_REQUIRED WORK_
When you restate the data, keep every word as it is and drop the images.

(SUPPLIED MATERIAL Opens)

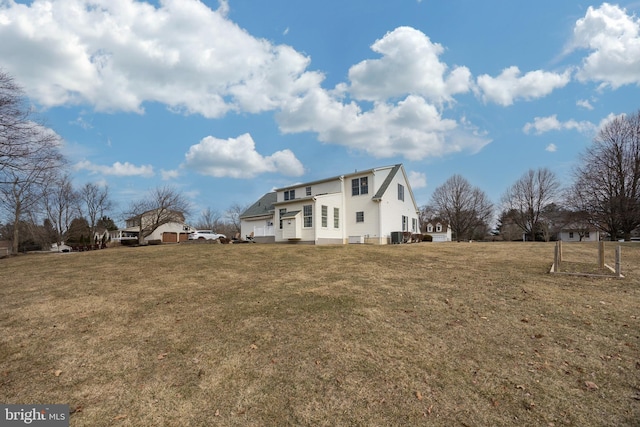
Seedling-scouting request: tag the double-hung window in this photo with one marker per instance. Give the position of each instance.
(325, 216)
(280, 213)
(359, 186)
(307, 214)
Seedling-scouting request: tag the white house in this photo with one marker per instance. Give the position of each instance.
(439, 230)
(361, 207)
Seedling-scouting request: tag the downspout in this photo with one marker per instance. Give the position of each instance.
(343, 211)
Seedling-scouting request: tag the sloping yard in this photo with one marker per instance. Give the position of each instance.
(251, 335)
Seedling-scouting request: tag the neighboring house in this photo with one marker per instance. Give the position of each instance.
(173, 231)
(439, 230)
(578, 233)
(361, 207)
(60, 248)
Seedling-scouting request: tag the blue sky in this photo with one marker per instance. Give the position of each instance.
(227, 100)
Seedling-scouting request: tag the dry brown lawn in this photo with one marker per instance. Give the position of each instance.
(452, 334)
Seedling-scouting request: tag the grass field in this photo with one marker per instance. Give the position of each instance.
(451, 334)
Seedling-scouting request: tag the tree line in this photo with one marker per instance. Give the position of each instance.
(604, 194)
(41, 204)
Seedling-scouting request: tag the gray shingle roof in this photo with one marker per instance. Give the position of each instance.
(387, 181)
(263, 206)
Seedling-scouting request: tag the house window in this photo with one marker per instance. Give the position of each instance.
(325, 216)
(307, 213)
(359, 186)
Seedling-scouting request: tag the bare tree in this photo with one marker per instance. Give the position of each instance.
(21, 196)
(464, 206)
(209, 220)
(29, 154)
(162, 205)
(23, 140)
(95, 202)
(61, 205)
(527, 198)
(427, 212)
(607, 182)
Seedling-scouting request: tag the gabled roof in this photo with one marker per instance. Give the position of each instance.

(SUPPLIED MATERIAL Closes)

_OUTPUT BELOW_
Seedling-scouting request: tag the double-hung window in this photo with one marker per instance. Give the position of each instance.
(325, 216)
(280, 213)
(359, 186)
(307, 214)
Seedling-scouting request: tag the white house in this photo with one marker per instance. Give the position of each instance.
(439, 230)
(361, 207)
Seedling-scouting request: tag the downspout in this photo with one marker per instance. Give the position of each instance.
(343, 211)
Seedling-scouting request: tag the sloping yard in this photo with one marker per instance. Give the position of each instance.
(251, 335)
Seedling-scouting request: tag the neighboring house in this photo with one marker per instance. Give the position of each instance.
(173, 231)
(439, 230)
(578, 233)
(361, 207)
(60, 248)
Seedling-scouting request: tag the blue sky in this photo with one marker per instance. Give the position of each instance.
(227, 100)
Seedling-scouting request: tag the dry brown lawn in this photo with one marker per instance. Give the position of each instance.
(452, 334)
Seedling-scouting request: tag the grass field in this photo with one marker per instance. Give the position of each instance.
(451, 334)
Seedling-scouting request: tag the tree line in this photo with one marker per instance. Give the position of each instance.
(604, 194)
(41, 204)
Seedling-scouting request: tag the gray shingle roof in this photo with one marker per instance. Give the position of each instance.
(387, 181)
(263, 206)
Seedling-scouting request: tag the house window in this photo with one marker per instance. Give the position of each instance.
(325, 216)
(307, 213)
(359, 186)
Seedling-scouting request: tag the bare tree in this photo with one marker per instance. Give the position of each instance.
(21, 196)
(464, 206)
(209, 220)
(29, 154)
(162, 205)
(23, 140)
(95, 202)
(61, 205)
(527, 198)
(427, 212)
(607, 182)
Seedling-scouting request: tag the gabled roof in this photo with one marker per instance. Give the position of each instance.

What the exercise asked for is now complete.